BEGIN Data records

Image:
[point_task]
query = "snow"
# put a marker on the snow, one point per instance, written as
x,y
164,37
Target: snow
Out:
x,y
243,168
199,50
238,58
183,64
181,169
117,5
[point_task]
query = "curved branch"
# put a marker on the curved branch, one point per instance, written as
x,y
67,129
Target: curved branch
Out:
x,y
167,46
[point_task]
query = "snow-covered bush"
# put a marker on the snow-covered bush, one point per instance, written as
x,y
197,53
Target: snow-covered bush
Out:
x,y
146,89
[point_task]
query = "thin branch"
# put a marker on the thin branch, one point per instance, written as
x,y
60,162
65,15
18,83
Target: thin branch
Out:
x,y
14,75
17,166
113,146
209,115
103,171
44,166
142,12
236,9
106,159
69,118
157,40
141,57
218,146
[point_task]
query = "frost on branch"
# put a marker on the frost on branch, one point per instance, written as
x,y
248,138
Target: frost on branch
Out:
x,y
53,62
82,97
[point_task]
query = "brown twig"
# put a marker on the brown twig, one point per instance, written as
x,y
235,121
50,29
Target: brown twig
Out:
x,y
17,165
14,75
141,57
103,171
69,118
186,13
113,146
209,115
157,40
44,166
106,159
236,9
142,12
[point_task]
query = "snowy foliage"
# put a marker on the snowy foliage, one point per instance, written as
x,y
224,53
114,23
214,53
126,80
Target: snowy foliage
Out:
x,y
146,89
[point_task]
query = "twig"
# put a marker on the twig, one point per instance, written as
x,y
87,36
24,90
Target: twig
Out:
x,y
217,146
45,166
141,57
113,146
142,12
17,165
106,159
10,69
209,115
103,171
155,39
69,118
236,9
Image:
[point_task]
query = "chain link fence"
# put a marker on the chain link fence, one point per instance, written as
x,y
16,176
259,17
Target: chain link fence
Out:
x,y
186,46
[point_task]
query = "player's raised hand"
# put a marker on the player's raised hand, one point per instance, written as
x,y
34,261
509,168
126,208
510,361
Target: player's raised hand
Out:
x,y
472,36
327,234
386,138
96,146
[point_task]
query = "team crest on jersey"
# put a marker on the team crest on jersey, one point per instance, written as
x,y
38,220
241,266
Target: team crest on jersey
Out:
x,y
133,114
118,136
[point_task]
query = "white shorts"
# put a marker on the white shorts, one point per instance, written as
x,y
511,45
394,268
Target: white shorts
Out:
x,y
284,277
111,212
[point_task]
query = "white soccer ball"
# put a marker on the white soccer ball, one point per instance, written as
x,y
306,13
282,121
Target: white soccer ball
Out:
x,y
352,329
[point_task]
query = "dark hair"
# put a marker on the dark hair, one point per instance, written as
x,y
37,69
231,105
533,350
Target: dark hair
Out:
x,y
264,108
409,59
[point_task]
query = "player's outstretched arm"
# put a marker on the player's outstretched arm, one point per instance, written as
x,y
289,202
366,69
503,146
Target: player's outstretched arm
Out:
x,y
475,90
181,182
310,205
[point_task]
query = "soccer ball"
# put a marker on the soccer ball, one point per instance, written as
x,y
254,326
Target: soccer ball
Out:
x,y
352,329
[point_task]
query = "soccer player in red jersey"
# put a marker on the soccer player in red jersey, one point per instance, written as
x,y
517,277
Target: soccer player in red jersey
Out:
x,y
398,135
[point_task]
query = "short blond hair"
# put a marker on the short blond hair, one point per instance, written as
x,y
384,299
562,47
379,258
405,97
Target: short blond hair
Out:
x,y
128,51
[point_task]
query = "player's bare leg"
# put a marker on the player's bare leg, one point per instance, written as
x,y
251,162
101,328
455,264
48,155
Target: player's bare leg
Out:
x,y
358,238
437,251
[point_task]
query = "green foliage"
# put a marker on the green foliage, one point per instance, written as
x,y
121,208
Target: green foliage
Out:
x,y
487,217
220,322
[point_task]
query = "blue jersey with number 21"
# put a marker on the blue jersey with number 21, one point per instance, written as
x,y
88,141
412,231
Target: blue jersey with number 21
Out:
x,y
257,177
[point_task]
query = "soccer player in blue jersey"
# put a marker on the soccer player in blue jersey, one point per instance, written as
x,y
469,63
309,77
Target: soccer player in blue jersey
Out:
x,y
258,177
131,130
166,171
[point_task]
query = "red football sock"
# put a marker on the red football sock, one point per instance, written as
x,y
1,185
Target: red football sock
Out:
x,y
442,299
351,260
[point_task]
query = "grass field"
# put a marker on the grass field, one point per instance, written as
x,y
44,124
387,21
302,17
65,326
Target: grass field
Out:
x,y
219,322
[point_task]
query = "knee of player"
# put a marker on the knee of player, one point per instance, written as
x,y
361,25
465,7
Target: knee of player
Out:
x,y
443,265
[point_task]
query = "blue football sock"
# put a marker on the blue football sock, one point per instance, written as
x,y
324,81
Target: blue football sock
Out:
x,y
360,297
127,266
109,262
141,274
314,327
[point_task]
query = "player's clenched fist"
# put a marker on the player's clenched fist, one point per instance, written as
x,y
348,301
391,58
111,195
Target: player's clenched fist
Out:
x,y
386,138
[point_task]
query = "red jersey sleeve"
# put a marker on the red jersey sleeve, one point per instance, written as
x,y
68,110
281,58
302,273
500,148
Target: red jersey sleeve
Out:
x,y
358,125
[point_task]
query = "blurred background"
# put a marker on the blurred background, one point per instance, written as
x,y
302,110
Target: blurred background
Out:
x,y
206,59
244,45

END Data records

• Task requirements:
What this task asks for is an exact copy of the material above.

• Written response:
Image:
[point_task]
query = "snow"
# put a marker on the snow, one point per instance, written as
x,y
164,37
Target: snow
Out:
x,y
243,168
199,50
238,58
183,64
181,169
117,5
[point_task]
query = "curved branch"
# put a marker on the curved branch, one point per instance, written as
x,y
67,129
Target: curved branch
Out:
x,y
167,46
[point_task]
query = "snow-covered bush"
# put a marker on the snow-covered bush, one point per instance, written as
x,y
197,53
Target: snow-covered bush
Out:
x,y
146,89
[point_task]
query = "thin branch"
# put a marker on the thin branch, one point per instance, written as
x,y
60,162
65,15
18,83
Target: thin branch
Out:
x,y
14,75
17,166
113,146
209,115
103,171
44,166
142,12
236,9
106,159
69,118
157,40
141,57
218,146
[point_task]
query = "frost on branch"
# put a marker on the frost on branch, one point per instance, written as
x,y
248,138
Target: frost on branch
Out:
x,y
53,62
82,97
[point_task]
query = "brown twig"
# put a marker on the brown twig, one point per instance, written as
x,y
235,121
50,29
Target: brown twig
Out:
x,y
17,165
14,75
141,57
103,171
69,118
186,13
113,146
209,115
157,40
44,166
106,159
236,9
142,12
[point_task]
query = "snowy foliage"
# put a marker on the snowy foliage, one point per instance, written as
x,y
224,53
114,23
214,53
126,80
Target: snowy foliage
Out:
x,y
146,89
[point_task]
query = "twig"
# put a marker on the twig, one point per instance, written as
x,y
87,36
24,90
Target: twig
Out:
x,y
217,146
45,166
141,57
113,146
142,12
17,165
106,159
10,69
209,115
103,171
155,39
69,118
236,9
Image:
[point_task]
query = "chain link fence"
# put a marker on the chain link fence, one point per instance, written as
x,y
16,176
259,17
Target: chain link fence
Out:
x,y
186,46
[point_task]
query = "player's raised hand"
# put a marker on the player's raised hand, one point per instance, written as
x,y
34,261
509,168
126,208
510,361
Target: player's raised hand
Out:
x,y
472,36
327,234
386,138
96,146
[point_task]
query = "team crest on jersey"
# put a marker on the team crest on jersey, one point per instance, written as
x,y
38,220
241,266
Target: team crest on jersey
Out:
x,y
133,114
118,136
[point_task]
query = "white shorts"
# put a marker on the white shorts, one point per instance, written as
x,y
511,45
394,268
Target: white shorts
Out:
x,y
284,277
111,212
[point_task]
query = "white soccer ball"
# put a marker on the white soccer ball, one point per instance, written as
x,y
306,13
282,121
Target: white soccer ball
Out:
x,y
352,329
[point_task]
query = "dark hair"
# put a marker on the dark hair, one point per instance, written as
x,y
37,69
231,105
533,350
Target: dark hair
Out:
x,y
264,108
409,59
[point_task]
query = "player's outstretched arm"
# put a marker on the player's outstretched arm, one point per instance, written as
x,y
289,202
366,69
503,146
Target: player's outstretched arm
Out:
x,y
475,90
181,182
310,205
[point_task]
query = "soccer ball"
# put a marker on the soccer ball, one point per instance, written as
x,y
254,326
Target: soccer ball
Out:
x,y
352,329
[point_task]
query = "soccer player in red jersey"
# put a marker on the soccer player in red jersey, one point per instance, written as
x,y
517,277
Target: soccer player in red jersey
Out:
x,y
398,135
[point_task]
query = "short blond hair"
# put a marker on the short blond hair, one point per instance, written as
x,y
384,299
562,47
379,258
405,97
Target: short blond hair
Out:
x,y
128,51
[point_task]
query = "player's bare leg"
# put a marker on the player's bare leg, one point per instance, written as
x,y
251,162
101,328
455,264
48,155
Target: player's bare leg
Out:
x,y
358,238
437,251
[point_task]
query = "green foliage"
# put a marker on the green foliage, one point per instance, written as
x,y
121,208
Target: green foliage
Out:
x,y
487,217
220,322
[point_task]
query = "blue jersey with number 21"
# put a marker on the blue jersey with number 21, one point per instance, written as
x,y
88,141
412,231
Target: blue jersey with number 21
Out:
x,y
257,177
[point_task]
query = "soccer player in blue jersey"
# put a marker on the soccer player in blue jersey, one point per instance, written as
x,y
469,63
309,77
Target: soccer player in blue jersey
Out:
x,y
258,177
131,130
166,171
[point_task]
query = "red football sock"
# put a marker on the red football sock, one point per instance, written as
x,y
1,185
Target: red football sock
Out:
x,y
442,299
351,260
[point_task]
query = "grass field"
# put a marker on the grass field, one point per instance, written as
x,y
44,124
387,21
302,17
65,326
Target: grass field
Out:
x,y
219,322
[point_task]
query = "knee of player"
# put a marker on the knee of player, one point per instance, written as
x,y
361,25
465,7
Target: knee of player
Out:
x,y
443,265
[point_task]
query = "blue football sock"
# put a marker on the blue football sock, one point per instance, written as
x,y
324,81
Target: blue football sock
Out:
x,y
360,297
127,266
109,262
141,274
314,327
[point_task]
query = "player's clenched fist"
# put a marker on the player's clenched fist, one point per instance, written as
x,y
348,301
391,58
111,195
Target: player's clenched fist
Out:
x,y
386,138
[point_task]
query = "red jersey sleeve"
# put a marker on the red jersey sleeve, one point per instance, written as
x,y
68,110
281,58
302,273
500,148
Target: red jersey sleeve
Out:
x,y
358,125
[point_task]
query = "blurred background"
# put a marker on the blurred background, one point per instance, written as
x,y
302,110
Target: blurred background
Out:
x,y
206,59
244,45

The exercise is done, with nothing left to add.